EXCERPT TO READ -

ISLAMABAD: Pakistan launched its final nationwide polio vaccination campaign of 2025 on Monday as a senior government official described the continued presence of the disease in the country as an embarrassment and said the only way to eradicate it was to vaccinate every child under the age of five.

The campaign, which will run from Dec. 15 to Dec. 21, aims to administer oral polio drops to more than 45 million children across the country, according to the National Emergency Operations Center (NEOC).

Pakistan is one of only two countries in the world, along with Afghanistan, where polio has not yet been eradicated.

“There is only one way to eliminate this disease, and the entire world has adopted it: every child under the age of five must be given two drops of the polio vaccine,” Sindh Chief Minister Murad Ali Shah said while inaugurating the campaign in Karachi.

“There is no other way.”

Shah said it was “quite embarrassing” that polio continued to persist in Pakistan, noting that around 30 children had been infected so far this year, including nine cases in Sindh province.

He added that many Muslim-majority countries had successfully eliminated polio by ensuring universal vaccination of children.

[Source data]
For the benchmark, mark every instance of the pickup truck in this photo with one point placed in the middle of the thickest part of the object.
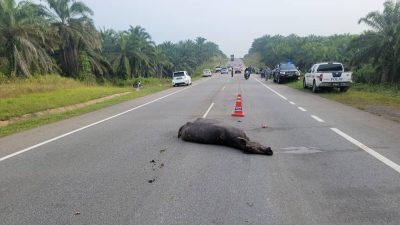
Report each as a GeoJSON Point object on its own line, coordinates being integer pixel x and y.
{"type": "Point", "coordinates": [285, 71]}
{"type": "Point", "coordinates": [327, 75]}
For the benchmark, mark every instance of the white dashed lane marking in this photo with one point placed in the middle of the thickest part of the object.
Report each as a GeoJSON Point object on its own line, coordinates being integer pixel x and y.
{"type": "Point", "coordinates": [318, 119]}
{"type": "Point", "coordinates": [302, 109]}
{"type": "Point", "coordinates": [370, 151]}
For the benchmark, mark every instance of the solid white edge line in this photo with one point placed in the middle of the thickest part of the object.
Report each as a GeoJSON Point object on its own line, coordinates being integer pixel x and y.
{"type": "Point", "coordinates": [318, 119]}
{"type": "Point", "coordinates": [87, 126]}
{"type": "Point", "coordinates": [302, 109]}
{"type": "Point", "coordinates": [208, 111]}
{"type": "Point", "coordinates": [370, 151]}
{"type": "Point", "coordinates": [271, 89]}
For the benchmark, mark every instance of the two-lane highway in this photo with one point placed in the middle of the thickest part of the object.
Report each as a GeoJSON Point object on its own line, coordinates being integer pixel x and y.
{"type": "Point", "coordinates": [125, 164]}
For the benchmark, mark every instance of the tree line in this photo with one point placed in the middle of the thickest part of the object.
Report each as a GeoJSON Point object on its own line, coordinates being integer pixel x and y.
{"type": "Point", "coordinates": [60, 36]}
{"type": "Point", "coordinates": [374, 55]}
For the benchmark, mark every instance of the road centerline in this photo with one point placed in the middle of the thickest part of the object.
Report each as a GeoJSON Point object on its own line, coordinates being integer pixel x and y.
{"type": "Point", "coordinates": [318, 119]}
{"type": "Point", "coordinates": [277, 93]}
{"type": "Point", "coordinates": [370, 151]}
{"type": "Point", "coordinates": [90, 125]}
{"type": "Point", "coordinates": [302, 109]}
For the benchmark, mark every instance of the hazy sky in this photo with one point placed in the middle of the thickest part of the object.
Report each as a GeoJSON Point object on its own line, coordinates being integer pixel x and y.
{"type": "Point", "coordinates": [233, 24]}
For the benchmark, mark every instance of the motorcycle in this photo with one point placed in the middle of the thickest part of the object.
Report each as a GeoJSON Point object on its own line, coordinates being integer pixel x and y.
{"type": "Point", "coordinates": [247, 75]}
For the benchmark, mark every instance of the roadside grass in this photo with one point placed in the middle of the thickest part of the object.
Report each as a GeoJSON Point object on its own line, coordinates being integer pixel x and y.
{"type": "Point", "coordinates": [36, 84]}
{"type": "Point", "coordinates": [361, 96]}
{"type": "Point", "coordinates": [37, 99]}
* * *
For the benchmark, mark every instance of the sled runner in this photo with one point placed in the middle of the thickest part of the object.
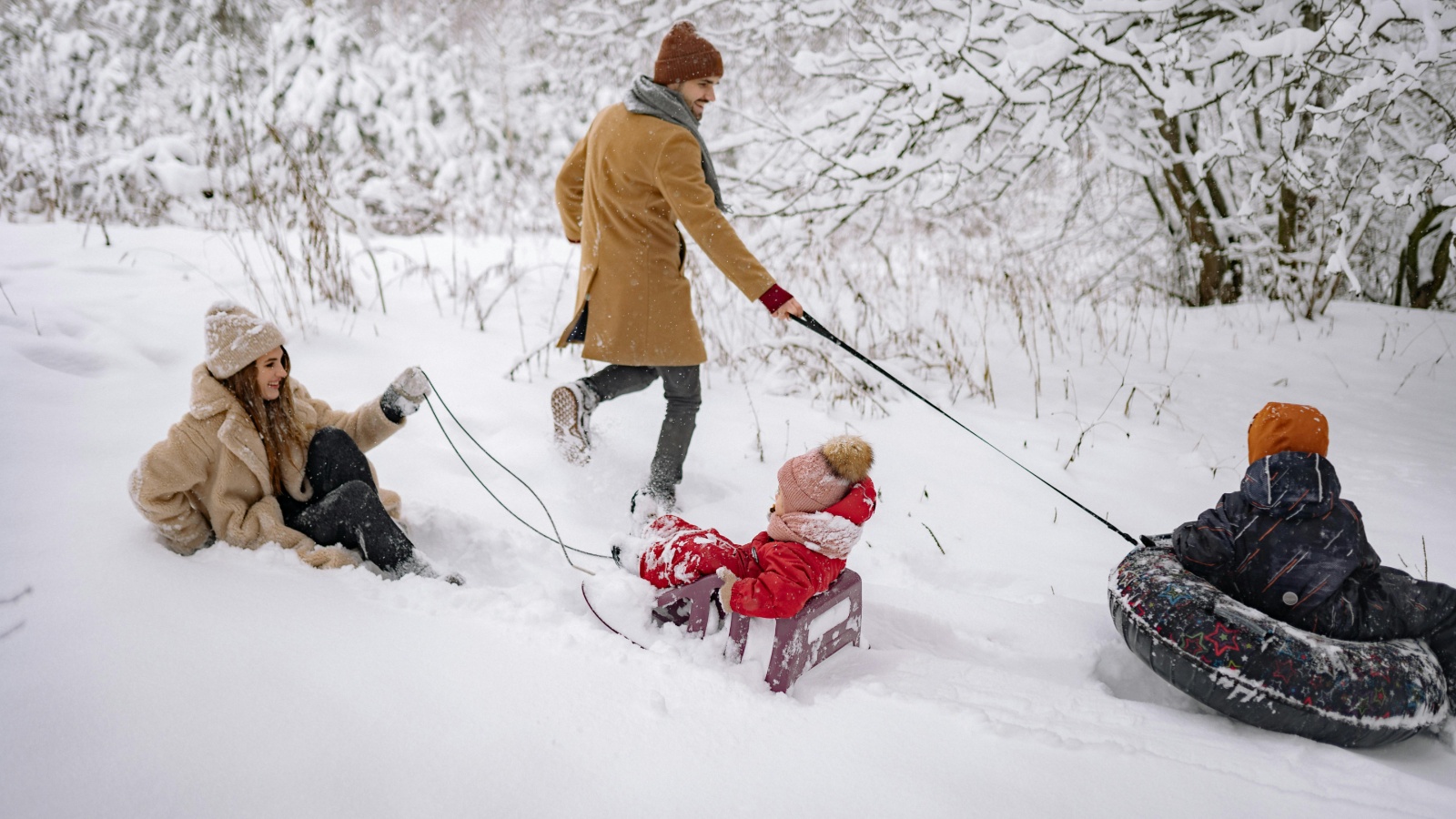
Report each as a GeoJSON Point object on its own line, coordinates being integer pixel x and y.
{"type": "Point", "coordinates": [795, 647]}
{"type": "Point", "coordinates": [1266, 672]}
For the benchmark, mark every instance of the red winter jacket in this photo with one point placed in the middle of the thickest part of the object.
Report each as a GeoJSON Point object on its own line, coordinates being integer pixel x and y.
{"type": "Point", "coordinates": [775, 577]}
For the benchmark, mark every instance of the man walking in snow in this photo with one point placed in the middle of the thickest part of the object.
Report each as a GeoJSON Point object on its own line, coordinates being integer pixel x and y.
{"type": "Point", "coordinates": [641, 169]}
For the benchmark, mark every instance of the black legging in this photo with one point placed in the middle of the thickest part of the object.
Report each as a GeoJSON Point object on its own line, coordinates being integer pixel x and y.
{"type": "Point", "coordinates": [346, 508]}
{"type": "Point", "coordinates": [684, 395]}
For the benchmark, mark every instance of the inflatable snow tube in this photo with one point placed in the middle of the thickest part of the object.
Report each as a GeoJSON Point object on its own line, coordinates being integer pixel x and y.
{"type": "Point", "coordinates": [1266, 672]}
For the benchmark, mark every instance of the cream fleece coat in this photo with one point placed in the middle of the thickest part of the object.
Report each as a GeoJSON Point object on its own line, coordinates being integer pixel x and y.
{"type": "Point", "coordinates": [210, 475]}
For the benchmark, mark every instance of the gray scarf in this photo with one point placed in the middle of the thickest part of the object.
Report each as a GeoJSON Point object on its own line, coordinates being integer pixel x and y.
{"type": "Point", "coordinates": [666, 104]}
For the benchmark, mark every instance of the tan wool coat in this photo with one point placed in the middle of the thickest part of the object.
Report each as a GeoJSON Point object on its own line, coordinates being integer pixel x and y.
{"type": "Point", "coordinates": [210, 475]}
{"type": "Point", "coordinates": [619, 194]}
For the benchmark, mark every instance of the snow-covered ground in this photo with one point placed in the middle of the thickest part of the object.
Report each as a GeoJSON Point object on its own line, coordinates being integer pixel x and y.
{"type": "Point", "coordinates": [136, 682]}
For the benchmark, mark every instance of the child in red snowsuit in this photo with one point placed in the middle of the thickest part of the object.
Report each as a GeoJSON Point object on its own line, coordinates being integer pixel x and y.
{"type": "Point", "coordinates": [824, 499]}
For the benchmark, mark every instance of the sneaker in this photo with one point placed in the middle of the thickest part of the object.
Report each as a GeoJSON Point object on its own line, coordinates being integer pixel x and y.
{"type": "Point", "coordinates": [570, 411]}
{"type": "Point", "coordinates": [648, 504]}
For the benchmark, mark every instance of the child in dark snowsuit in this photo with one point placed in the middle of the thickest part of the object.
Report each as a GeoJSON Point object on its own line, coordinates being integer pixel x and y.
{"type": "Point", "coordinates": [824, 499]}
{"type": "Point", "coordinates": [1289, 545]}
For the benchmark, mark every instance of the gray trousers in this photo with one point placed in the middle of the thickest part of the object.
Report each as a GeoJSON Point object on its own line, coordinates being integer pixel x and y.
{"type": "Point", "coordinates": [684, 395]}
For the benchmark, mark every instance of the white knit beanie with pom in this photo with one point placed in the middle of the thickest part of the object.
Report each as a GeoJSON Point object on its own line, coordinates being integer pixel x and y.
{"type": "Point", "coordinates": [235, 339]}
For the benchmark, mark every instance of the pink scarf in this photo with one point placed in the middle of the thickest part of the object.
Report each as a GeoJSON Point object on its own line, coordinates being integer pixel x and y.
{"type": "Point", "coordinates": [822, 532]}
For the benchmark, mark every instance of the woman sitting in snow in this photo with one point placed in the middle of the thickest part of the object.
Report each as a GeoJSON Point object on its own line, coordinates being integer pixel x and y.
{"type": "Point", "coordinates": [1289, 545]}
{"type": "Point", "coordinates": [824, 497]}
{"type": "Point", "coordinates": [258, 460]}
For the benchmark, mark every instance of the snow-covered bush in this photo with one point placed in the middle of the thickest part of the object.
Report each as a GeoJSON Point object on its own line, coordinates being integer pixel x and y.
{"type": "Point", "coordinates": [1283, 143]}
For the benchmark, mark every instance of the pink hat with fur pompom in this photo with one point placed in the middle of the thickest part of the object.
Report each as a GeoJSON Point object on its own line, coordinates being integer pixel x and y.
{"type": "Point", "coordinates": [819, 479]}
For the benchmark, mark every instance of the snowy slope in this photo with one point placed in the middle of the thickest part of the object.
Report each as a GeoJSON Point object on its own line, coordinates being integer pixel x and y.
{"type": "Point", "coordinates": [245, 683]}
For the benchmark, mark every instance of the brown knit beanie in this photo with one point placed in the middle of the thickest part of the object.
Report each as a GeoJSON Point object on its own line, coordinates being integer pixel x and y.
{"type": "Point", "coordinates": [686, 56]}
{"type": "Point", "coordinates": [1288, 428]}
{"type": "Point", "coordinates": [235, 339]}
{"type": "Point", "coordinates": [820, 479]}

TASKS TO PERFORM -
A: Answer these questions using the news report on Pakistan's polio campaign.
(i) Between which dates does the campaign run?
(ii) Besides Pakistan, which country has not yet eradicated polio?
(iii) How many of this year's cases were in Sindh province?
B: Continue the news report on Pakistan's polio campaign, starting after its last sentence.

OUTPUTS BY TASK -
A:
(i) Dec. 15 to Dec. 21
(ii) Afghanistan
(iii) Nine

B:
To ensure the safety of vaccination teams, authorities have deployed around 21,000 security personnel nationwide, including about 1,000 women, to accompany frontline polio workers during the campaign, Shah said.

According to the NEOC, more than 23 million children will be vaccinated in Punjab, over 10.6 million in Sindh, about 7.2 million in Khyber Pakhtunkhwa and more than 2.6 million in Balochistan.

The campaign also targets around 460,000 children in Islamabad, 228,000 in Gilgit-Baltistan and more than 760,000 in Azad Jammu and Kashmir.

Health authorities have urged parents to cooperate with vaccination teams, open their doors to polio workers and ensure that all children under five receive two drops of the vaccine, while also completing routine immunization schedules for infants up to 15 months old.

Pakistan has struggled for decades to eradicate polio due to misinformation, vaccine hesitancy and security challenges, despite repeated nationwide immunization drives.